Casey Liberatore / SB Nation

And we’re back! We’ve talked about goalies and we’re making our way outwards, so to speak. Today we’ll be starting our talks on the Phantoms’ defensemen. For the sake of ease, we’re going to be breaking them up into two groups, so the second will be coming at you next week. And how will we be breaking them up, you ask? What’s the master plan? It’s uh… well it’s funny you should mention that, it’s… okay yeah it’s just alphabetically. Moving on.

T.J. Brennan: 63 GP, 8 G, 35 A, 43 P

Grade: B

This feels like one of our harder grades to give, so we’re just going to knock it out right away. Brennan had a fine enough season in terms of offensive production, coming in third among his teammates in points, and just about matching his total from last season (when he scored 45 points in 63 games). So we don’t really have any complaints there--we expect Brennan to bring a bit of offensive jump, and he was able to do that. The only thing keeping him from moving into A territory is that fact that we had time this season where his defense wasn’t just lacking, its absence made him a flat out liability.

Is that a little unfair? We don’t expect him to bring much on the defensive side, so is it fair to dock him when he doesn’t shine defensively? Maybe not entirely. We’re grading on a bit of a curve, here, but that said, we also can’t be giving up on rush defense, either.

James de Haas: 48 GP, 1 G, 9 A, 10 P

Grade: D

This grade feels a little bit harsh to say out loud, if you will, especially considering that I don’t have any actively bad feelings about de Haas. He’s shown a few weaknesses--the ability to control zone exits and gap control on rushes come to mind first--but it also isn’t as though he’s presented as a liability. He spent most of the season on the bubble between the press box and the third pair, but even in those limited minutes, he didn’t give us a whole lot of spark. He isn’t a player that we look at and say he absolutely should not be playing, in fact a lot of the time he’s just fine, but he also just hasn’t really moved the needle.

Mark Friedman: 75 GP, 5 G, 21 A, 26 P

Grade: B+

All in all, we don’t really have a whole lot to complain about with Friedman’s sophomore season. He seemed to grow more confident this season, and took a step forward in terms of points scored (up from 16 points last season). He held up well playing what had to be a largely defensive role opposite T.J. Brennan, offering some balance to that pair. He’s a player we looked at throughout the season and praised for seeming to be on top of all of the little things, playing a quiet but sound game. And, of course, we love the fact that he draws a lot of penalties but doesn’t take many. That’s pretty great too.
========
Requirement 1>
Rewrite the records from their start through the line containing "xmin=145 ymin=65 xmax=168 ymax=151", substituting "Box Finder" for every "Detector Module" and leaving everything else as it is.
Requirement 2>
Continue the article grading the Phantoms' defensemen from its last sentence.
The article and the records have nothing to do with each other.

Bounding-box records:
========
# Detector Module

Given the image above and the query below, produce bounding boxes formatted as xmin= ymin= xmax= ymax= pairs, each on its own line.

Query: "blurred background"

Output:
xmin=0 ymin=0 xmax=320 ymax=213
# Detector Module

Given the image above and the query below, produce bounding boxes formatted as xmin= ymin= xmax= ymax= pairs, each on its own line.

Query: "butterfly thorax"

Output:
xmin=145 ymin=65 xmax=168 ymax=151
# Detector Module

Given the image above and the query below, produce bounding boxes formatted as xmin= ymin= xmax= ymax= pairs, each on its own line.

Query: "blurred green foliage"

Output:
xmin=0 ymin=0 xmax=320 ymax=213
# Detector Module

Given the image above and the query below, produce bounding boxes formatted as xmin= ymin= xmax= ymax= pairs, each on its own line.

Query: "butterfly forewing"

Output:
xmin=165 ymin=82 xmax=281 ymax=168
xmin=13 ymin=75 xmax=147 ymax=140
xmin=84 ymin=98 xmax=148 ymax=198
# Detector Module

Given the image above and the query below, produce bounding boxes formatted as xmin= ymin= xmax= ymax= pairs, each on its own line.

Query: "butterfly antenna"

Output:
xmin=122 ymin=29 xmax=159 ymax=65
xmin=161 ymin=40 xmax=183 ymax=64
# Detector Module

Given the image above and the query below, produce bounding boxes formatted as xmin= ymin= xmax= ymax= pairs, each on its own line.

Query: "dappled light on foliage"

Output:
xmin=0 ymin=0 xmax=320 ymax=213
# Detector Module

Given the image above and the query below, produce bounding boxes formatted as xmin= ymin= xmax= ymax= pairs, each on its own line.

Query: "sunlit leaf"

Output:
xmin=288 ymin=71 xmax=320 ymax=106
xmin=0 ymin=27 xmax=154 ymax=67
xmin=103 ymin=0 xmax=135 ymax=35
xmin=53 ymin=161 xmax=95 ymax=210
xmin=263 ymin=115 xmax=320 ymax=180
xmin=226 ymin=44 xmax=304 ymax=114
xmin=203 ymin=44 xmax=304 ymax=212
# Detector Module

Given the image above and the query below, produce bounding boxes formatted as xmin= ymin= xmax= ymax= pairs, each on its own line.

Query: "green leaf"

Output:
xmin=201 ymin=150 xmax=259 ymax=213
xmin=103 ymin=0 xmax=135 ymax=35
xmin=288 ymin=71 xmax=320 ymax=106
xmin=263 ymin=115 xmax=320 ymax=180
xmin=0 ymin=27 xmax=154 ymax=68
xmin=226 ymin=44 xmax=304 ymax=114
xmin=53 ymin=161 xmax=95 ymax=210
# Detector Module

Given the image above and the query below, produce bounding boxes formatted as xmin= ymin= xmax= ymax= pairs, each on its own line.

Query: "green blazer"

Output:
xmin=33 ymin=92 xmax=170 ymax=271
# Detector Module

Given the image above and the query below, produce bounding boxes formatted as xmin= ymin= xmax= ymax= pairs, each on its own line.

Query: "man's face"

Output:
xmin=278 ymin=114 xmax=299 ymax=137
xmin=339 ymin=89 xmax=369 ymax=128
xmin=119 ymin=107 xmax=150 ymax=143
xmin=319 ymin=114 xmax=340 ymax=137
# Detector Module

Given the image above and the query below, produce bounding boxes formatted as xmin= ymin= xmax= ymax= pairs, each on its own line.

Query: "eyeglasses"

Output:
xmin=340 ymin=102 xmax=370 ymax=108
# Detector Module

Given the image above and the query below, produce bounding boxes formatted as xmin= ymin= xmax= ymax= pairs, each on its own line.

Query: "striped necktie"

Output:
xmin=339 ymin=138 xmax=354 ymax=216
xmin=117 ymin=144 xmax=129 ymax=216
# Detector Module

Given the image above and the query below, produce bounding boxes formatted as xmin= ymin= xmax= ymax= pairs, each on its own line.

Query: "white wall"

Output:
========
Result 1>
# Box Finder

Given the image above and the query below, produce bounding boxes formatted as xmin= ymin= xmax= ymax= pairs, each on its own line.

Query: "blurred background"

Output:
xmin=0 ymin=0 xmax=320 ymax=213
# Box Finder

Given the image above and the query below, produce bounding boxes formatted as xmin= ymin= xmax= ymax= pairs, each on its own line.

Query: "butterfly thorax"

Output:
xmin=145 ymin=65 xmax=168 ymax=151

Result 2>
The only thing keeping him—and just barely, we should add—from A territory is consistency. We’ve seen that he has some offensive upside, and that he can be an effective puck mover and help out the team’s transition play, but it just hasn’t been all the time that he’s brought it. We know he can do it, so we want to see a little more.

Philippe Myers: 53 GP, 9 G, 24 A, 33 P

Grade: A-

We’d like to echo our initial thoughts on Friedman here as well—we really don’t have any major complaints about Myers’ season either. This is the season we’ve been waiting for from him, in which he takes the step forward and looked like he’s really mastered the AHL. He also took a step forward on the offensive side, blowing well past last season’s 21 point total. He was one of their best, if not their best, puck moving defensemen (a fact that became even more apparent when they were missing him when he was called up to the Flyers). And hey, that’s another thing! He made a strong enough impression to get himself a longer look with the big club. He brought a well rounded game, and was pretty impressive on all fronts.

And, in the interest of transparency, and if we’re nitpicking, the piece keeping him from an A or even an A+ is consistency, as well. We can’t expect a player to be on every single night—we’re hopeful, but when it doesn’t happen, we understand—but while we can feel pretty confident saying Myers was pretty comfortable saying he was solid through just about the whole of the season, we didn’t see a level of dominance, that we know he’s capable of bringing, on a night to night basis. So there’s that.